-- Start Excerpt --

The mundane unrealistic details that take you out of the batshit fantastically unrealistic setting

Yes, at one point her own legs in tadash, and another time she has Mia’s white legs.

There is a whole lot of cringe associated with the Susannah character and her multiple personalities. If the Dark Tower ever gets made into a film or series, it will be a challenge to make Detta Walker’s dialect not seem ridiculous. King also glosses over her ambulatory issues when she doesn’t have a wheelchair. It would be pretty funny if scrabbles like a crab all over the place.

My theory is that the Matrix is just the Machines taking the Zeroth Law and concluding that was the best way of protecting humanity from itself. Remember the Matrix was originally Paradise as opposed to a simulation of the real world, but it’s inhabitants simply couldn’t tolerate utopia.

-- End Excerpt --
-- Start Given entries --

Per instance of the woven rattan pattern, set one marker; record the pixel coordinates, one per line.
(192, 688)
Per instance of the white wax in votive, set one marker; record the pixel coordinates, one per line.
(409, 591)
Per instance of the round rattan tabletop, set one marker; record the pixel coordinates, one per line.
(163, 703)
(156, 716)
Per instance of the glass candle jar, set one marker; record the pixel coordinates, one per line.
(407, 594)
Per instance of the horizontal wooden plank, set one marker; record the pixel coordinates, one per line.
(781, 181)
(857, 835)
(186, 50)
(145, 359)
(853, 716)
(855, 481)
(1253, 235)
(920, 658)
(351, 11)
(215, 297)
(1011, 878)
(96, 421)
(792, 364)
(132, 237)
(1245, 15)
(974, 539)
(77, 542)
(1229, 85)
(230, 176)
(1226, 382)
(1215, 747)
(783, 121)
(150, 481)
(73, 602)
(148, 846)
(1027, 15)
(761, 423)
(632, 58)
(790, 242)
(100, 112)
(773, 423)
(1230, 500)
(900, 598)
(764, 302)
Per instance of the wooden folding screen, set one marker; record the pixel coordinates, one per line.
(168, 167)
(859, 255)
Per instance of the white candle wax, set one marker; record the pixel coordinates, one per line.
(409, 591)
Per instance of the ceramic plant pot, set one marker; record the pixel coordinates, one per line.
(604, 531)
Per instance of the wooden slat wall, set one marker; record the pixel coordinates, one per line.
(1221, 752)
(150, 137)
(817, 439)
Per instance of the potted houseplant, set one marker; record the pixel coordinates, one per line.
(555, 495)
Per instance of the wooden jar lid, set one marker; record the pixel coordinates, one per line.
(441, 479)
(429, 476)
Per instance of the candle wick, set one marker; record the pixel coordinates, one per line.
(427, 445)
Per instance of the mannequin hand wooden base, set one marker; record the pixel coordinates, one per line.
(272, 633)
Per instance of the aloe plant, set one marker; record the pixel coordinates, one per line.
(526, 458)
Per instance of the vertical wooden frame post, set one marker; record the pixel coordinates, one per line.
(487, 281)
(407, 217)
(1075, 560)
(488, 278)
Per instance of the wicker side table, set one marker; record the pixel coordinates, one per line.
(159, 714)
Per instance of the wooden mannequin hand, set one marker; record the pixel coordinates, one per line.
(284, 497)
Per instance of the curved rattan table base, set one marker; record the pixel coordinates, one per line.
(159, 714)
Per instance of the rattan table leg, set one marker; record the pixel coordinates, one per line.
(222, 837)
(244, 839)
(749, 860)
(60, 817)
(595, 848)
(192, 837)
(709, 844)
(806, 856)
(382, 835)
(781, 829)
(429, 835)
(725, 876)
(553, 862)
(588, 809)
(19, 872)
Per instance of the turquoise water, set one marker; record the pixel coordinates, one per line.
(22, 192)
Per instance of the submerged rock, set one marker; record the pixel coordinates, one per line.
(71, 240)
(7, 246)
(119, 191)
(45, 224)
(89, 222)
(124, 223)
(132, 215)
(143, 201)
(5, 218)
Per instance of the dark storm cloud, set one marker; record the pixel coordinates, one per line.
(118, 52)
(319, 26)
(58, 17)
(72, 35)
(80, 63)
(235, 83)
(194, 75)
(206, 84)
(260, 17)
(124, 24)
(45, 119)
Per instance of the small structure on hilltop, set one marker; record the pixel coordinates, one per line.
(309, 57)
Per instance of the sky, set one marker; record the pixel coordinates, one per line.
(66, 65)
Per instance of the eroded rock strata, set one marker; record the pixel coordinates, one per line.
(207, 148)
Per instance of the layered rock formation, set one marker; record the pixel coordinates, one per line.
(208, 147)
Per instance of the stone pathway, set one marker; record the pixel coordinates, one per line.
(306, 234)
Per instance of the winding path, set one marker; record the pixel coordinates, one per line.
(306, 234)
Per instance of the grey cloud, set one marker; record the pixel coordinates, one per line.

-- End Given entries --

### What this task involves
Answer these questions about the text on unrealistic details:
(a) Whose white legs does the text say she has at one point?
(b) Whose dialect does the text say will be a challenge to make not seem ridiculous?
(c) What does the text say the Matrix originally was?
The records stand apart from the text above and are separate material.

### Full response
(a) Mia's
(b) Detta Walker's
(c) Paradise, as opposed to a simulation of the real world